— start of Data —
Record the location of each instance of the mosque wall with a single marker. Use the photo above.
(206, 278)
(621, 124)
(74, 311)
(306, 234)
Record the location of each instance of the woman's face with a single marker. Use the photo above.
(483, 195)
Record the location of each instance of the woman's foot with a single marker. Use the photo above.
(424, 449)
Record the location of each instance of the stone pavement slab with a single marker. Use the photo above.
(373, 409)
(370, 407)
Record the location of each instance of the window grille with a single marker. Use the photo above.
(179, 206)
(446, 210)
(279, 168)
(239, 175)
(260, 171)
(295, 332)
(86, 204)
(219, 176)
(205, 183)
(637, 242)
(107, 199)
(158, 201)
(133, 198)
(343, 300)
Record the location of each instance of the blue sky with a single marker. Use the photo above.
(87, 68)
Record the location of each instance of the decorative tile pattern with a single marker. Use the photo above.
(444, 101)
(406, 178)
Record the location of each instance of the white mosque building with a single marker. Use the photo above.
— end of Data —
Please rewrite the listing above, swapping "single marker" for "single pin" and leaving everything else unchanged.

Record the location of each instance of the mosque wall with a single pin. Use the photo above.
(206, 278)
(621, 124)
(74, 311)
(306, 234)
Record the location of each instance of the woman's face with a single pin. Use the photo above.
(483, 195)
Record the location of each instance of the woman's foot with a single pin. Use the photo above.
(424, 449)
Record the location of each instance of the stone pavement slab with a single pin. Use the photo above.
(373, 409)
(370, 407)
Record the location of each instance of the window grille with a single pin. Use the photo above.
(179, 206)
(446, 210)
(279, 168)
(239, 175)
(260, 171)
(295, 332)
(86, 204)
(219, 176)
(205, 183)
(637, 242)
(107, 199)
(158, 201)
(133, 198)
(343, 300)
Record the location of each instance of the blue sky with a single pin. Use the photo above.
(87, 68)
Record the location of each instance of the decorative tile pattern with a single pin. Use the photo above.
(444, 101)
(406, 178)
Record the location of each instance of the white mosque building with a single pin. Use the photo above.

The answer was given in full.